— Start Available records —

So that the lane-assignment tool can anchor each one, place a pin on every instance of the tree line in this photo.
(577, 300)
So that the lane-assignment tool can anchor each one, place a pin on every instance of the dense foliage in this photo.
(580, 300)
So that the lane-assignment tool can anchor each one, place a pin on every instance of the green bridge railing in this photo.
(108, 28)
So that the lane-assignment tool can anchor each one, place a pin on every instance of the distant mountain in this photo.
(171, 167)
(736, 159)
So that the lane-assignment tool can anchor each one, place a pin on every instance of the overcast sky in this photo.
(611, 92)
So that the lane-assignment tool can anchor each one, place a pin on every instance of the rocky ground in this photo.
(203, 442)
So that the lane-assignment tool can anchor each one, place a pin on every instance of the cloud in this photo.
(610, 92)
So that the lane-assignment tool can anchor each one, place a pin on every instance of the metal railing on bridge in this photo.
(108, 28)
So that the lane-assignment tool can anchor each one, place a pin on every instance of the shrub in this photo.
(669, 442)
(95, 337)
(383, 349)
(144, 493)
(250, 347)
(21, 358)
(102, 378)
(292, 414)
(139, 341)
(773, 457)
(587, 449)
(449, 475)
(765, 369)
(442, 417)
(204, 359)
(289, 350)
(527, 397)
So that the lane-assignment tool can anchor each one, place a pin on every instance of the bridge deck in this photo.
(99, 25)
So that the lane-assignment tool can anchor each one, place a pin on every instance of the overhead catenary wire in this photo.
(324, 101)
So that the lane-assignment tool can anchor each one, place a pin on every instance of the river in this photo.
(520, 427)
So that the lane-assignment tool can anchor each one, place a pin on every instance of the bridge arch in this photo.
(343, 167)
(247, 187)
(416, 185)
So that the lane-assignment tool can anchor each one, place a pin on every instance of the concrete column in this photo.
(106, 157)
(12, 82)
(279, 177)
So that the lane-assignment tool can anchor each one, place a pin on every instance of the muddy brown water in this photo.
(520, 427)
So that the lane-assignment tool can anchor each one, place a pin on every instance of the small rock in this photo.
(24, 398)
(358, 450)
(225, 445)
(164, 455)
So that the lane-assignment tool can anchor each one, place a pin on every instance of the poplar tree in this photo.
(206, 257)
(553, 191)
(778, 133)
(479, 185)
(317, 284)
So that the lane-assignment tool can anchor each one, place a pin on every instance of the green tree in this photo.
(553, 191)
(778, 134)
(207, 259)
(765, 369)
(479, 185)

— End Available records —

Return every line of the data above verbatim, changing nothing.

So that the lane-assignment tool can anchor each one, place a pin on every instance of the tree line in this photo.
(577, 300)
So that the lane-assignment tool can anchor each one, place a pin on every instance of the dense foliage in this photo.
(580, 300)
So that the lane-assignment tool can anchor each one, place a pin on every instance of the green bridge railing in this photo.
(108, 28)
So that the lane-assignment tool can anchor each one, place a pin on every instance of the distant mountain in this photo.
(171, 167)
(736, 159)
So that the lane-assignment tool can anchor each one, place a pin on every instance of the overcast sky in this photo.
(611, 92)
So that the lane-assignment tool can anchor each one, place a pin on every instance of the rocky ground in this photo.
(203, 442)
So that the lane-assignment tool can anchor each one, place a pin on every instance of the cloud in this photo.
(610, 92)
So that the lane-assignment tool can anchor each one, place a pin on every instance of the metal railing on bridge in this photo.
(108, 28)
So that the lane-assignment tool can anchor each one, place a pin on every instance of the shrub in this photo.
(669, 442)
(95, 337)
(383, 349)
(144, 493)
(250, 347)
(21, 358)
(102, 378)
(292, 414)
(139, 341)
(773, 457)
(587, 449)
(449, 475)
(765, 369)
(442, 417)
(204, 359)
(289, 350)
(527, 397)
So that the lane-assignment tool can anchor each one, place a pin on every instance of the bridge deck in this photo.
(99, 25)
So that the lane-assignment tool can anchor each one, place a pin on every instance of the overhead catenary wire in this photo.
(324, 101)
So that the lane-assignment tool can anchor each one, place a pin on every instance of the river in this photo.
(520, 427)
So that the lane-assignment tool can anchor each one, place a pin on every instance of the bridge arch in this photo.
(343, 167)
(247, 187)
(416, 185)
So that the lane-assignment tool can anchor each one, place a pin on every instance of the concrete column in this photo.
(106, 157)
(12, 82)
(279, 177)
So that the lane-assignment tool can anchor each one, place a pin on every instance of the muddy brown water in this photo.
(520, 427)
So that the lane-assignment tool can anchor each one, place a pin on every instance of the small rock in this photo.
(24, 398)
(358, 450)
(225, 445)
(164, 455)
So that the lane-assignment tool can anchor each one, place a pin on every instance of the poplar tree in this photo.
(206, 257)
(553, 191)
(778, 133)
(479, 185)
(317, 284)
So that the lane-assignment tool can anchor each one, place a pin on every instance of the green tree in this photo.
(553, 191)
(778, 134)
(207, 259)
(765, 369)
(479, 185)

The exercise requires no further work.